For this edition, Python will be represented by its Community.
If you want to discuss with a lot of Python Users, it's the place to be!

Important dates
===

* Submission deadlines: 2015-12-20
* Acceptance notifications: 2015-12-24

Practical
=

* The duration for talks will be 30 minutes, including presentations and
questions and answers.
* Presentation can be recorded and streamed, sending your proposal implies
giving permission to be recorded.
* A mailing list for the Python devroom is available for discussions about
devroom organisation. You can register at this address:
https://lists.fosdem.org/listinfo/python-devroom

How to submit
=

All submissions are made in the Pentabarf event planning tool at
https://penta.fosdem.org/submission/FOSDEM16

When submitting your talk in Pentabarf, make sure to select the Python devroom
as the Track.

Of course, if you already have a user account, please reuse it.

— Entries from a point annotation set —
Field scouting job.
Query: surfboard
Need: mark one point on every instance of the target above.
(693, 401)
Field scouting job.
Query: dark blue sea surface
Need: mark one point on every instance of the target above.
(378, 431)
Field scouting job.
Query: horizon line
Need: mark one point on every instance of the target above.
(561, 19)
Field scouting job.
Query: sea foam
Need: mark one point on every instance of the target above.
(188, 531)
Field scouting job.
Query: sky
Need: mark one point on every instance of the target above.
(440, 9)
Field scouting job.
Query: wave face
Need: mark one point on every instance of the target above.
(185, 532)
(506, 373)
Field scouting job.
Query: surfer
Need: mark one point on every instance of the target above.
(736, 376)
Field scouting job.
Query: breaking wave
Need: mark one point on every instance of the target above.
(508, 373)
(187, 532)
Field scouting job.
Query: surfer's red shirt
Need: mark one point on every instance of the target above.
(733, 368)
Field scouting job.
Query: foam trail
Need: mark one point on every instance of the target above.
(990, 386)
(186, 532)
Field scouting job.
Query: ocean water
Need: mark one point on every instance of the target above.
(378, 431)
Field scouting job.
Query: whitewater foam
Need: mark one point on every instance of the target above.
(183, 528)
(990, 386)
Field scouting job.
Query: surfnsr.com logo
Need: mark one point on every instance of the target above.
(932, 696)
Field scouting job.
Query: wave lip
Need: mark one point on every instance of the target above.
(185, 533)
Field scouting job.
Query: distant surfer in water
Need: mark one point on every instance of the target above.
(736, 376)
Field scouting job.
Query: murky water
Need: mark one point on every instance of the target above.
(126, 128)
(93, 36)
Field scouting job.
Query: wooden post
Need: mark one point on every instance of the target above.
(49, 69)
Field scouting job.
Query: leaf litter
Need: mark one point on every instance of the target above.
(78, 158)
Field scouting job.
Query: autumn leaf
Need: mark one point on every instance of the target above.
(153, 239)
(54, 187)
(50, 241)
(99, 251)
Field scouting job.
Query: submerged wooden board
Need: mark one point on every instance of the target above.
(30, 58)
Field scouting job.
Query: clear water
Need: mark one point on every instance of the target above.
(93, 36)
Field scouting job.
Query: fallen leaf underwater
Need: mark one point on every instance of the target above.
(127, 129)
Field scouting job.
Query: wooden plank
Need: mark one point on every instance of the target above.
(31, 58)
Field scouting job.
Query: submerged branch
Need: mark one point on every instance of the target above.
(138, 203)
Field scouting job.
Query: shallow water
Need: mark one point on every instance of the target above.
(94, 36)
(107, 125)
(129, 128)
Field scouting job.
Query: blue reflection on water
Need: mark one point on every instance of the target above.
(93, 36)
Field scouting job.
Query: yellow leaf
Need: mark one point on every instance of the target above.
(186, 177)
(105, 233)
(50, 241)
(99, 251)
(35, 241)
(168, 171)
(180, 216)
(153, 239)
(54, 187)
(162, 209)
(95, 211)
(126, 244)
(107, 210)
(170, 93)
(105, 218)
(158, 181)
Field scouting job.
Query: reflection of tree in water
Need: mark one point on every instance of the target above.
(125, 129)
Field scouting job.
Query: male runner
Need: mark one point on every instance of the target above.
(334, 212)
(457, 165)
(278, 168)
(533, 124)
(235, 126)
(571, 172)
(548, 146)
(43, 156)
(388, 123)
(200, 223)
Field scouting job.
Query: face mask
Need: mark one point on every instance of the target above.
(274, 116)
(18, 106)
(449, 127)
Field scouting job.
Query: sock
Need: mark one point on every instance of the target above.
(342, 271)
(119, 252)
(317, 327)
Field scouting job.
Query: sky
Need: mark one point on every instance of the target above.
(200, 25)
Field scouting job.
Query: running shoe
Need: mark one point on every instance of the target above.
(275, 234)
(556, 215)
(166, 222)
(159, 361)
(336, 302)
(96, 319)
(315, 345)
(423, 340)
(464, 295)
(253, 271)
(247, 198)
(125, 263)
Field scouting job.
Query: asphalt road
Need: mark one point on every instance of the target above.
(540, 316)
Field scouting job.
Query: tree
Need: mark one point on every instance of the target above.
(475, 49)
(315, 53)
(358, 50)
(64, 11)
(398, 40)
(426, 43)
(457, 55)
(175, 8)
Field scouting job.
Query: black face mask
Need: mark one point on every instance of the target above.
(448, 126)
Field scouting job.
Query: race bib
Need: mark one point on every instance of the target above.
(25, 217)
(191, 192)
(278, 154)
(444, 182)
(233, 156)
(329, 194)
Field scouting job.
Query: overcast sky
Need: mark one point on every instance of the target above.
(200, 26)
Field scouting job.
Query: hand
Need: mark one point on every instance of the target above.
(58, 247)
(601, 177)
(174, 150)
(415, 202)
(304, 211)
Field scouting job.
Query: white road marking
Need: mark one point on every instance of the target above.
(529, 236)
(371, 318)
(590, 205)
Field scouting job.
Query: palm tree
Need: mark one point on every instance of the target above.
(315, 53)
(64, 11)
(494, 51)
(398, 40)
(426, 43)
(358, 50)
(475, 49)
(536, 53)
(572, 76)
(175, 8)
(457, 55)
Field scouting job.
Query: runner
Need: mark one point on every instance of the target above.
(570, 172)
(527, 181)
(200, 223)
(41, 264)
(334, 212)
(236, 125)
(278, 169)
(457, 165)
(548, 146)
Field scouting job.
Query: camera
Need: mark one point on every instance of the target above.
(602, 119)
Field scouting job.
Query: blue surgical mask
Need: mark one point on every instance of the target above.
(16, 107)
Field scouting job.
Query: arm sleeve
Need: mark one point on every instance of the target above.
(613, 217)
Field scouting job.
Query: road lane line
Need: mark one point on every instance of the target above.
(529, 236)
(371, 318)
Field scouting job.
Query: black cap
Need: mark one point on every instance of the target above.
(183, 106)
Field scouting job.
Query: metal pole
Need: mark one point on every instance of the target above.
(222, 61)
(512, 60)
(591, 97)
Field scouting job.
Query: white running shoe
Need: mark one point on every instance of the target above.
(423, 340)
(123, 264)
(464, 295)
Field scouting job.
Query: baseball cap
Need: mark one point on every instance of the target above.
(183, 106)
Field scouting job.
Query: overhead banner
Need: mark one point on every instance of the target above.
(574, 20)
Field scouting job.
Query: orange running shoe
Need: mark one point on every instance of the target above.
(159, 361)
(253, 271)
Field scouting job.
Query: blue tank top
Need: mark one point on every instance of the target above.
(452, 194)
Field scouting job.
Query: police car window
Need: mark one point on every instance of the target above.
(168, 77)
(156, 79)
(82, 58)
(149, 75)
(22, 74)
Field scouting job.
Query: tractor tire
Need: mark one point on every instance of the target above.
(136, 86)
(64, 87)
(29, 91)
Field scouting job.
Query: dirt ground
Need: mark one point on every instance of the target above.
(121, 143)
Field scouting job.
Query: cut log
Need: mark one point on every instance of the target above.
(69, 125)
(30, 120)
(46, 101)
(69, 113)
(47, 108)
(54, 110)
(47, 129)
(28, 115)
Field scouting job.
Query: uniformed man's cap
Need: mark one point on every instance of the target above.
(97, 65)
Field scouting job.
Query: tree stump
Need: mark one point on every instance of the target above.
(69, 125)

— Given instruction 1 —
Retype the devroom announcement word for word, everything from "For this edition, Python" down to "questions and answers.".
— Given instruction 2 —
Answer these questions using the devroom announcement:
(a) What is the submission deadline?
(b) How long will talks last?
(c) In which tool are all submissions made?

— Worked answer 1 —
For this edition, Python will be represented by its Community.
If you want to discuss with a lot of Python Users, it's the place to be!

Important dates
===

* Submission deadlines: 2015-12-20
* Acceptance notifications: 2015-12-24

Practical
=

* The duration for talks will be 30 minutes, including presentations and
questions and answers.

— Worked answer 2 —
(a) 2015-12-20
(b) 30 minutes, including presentations and questions and answers
(c) The Pentabarf event planning tool